*Text segment*:

[Start]

As painful and profoundly sad as the 10th anniversary of 9/11 has been, I found the actual day a balm.
One reason: The massive volume of television, radio and print attention allowed and encouraged a kind of collective thoughtfulness and informed examination that is largely missing from day-to-day U.S. life.
Another reason: The many observances on Sept. 11 — from local church sermons to national ceremonies — refocused millions and millions of us on an extraordinary time in which our instinct was to look for and find heroes, and our disparate nation was as unified and empathetic as we seem capable of being.
Of course, that could last only a day.
By Monday night, as the second major Republican presidential debate came and went in Lollapalooza style on CNN, as it was dissected, delighted in or denounced, we were back to business as usual: a country of angry citizens, divided into a variety of pitched camps, committed to the national pastime — finding villains so we can play The Blame Game.

[End]

*Listed records*:
[Start]

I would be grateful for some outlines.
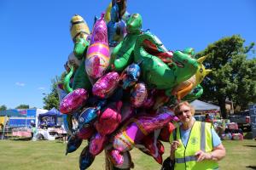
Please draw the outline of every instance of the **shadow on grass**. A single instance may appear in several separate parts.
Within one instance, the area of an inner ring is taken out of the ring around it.
[[[29,141],[32,140],[31,138],[9,138],[9,139],[14,140],[14,141]]]
[[[243,145],[243,146],[247,146],[247,147],[251,147],[251,148],[256,148],[256,145]]]
[[[247,166],[246,167],[251,168],[251,169],[256,169],[256,166]]]

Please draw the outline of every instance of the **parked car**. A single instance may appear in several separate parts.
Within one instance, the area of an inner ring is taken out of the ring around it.
[[[58,133],[55,130],[51,130],[50,128],[40,128],[37,132],[36,138],[38,140],[55,140],[56,138],[58,138]]]
[[[251,117],[249,110],[235,113],[234,115],[230,116],[229,119],[230,120],[230,122],[236,122],[239,128],[244,129],[244,128],[247,128],[247,130],[251,130]]]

[End]

*Task 1*:
Answer these questions using the commentary on the 9/11 anniversary.
(a) Which anniversary of 9/11 does the commentary mark?
(b) On which network did the second major Republican presidential debate air?
(c) On what night did that debate take place?
*Task 2*: Rewrite the commentary on the 9/11 anniversary from "Another reason: The" up to and including "capable of being.", renaming "heroes" as "champions".
*Task 3*: Go on with the commentary on the 9/11 anniversary, continuing after its final sentence.

*Task output 1*:
(a) The 10th anniversary.
(b) CNN.
(c) Monday night.

*Task output 2*:
Another reason: The many observances on Sept. 11 — from local church sermons to national ceremonies — refocused millions and millions of us on an extraordinary time in which our instinct was to look for and find champions, and our disparate nation was as unified and empathetic as we seem capable of being.

*Task output 3*:
The thing is, as games go, this one is not very playful. Or fun. It isn’t really even very competitive.
For starters, nobody hears anyone else in the game because we deliberately do not listen to one another. The players of the game shout. The fans shout. The coaches and managers shout. The vendors selling popcorn and programs in the stands shout. Even the singers of the “Star-Spangled Banner” shout. No one listens.
Worse, there’s no time clock or valid scoring system in the game, unless you count bi-annual Congressional elections and the picking of a president every four years. That’s a scoring pace that makes soccer look torrid. The primary object of The Blame Game is to momentarily drown out the shouts of the opponent du jour (or du hour) and insist that your side has achieved victory.
We’re a nation of Sharks and Jets from “West Side Story.” As they ramp themselves up for a rumble, the self-righteous Jets scream, “Well, they began it!” and the self-righteous Sharks scream, “Well, they began it!” Then both gangs scream, “And we’re the ones to stop it, once and for all!”
Except, no one stops it, once and for all. More Jets and Sharks just get killed, more lives get ruined, more love gets snuffed out by the insatiable desire for vengeance.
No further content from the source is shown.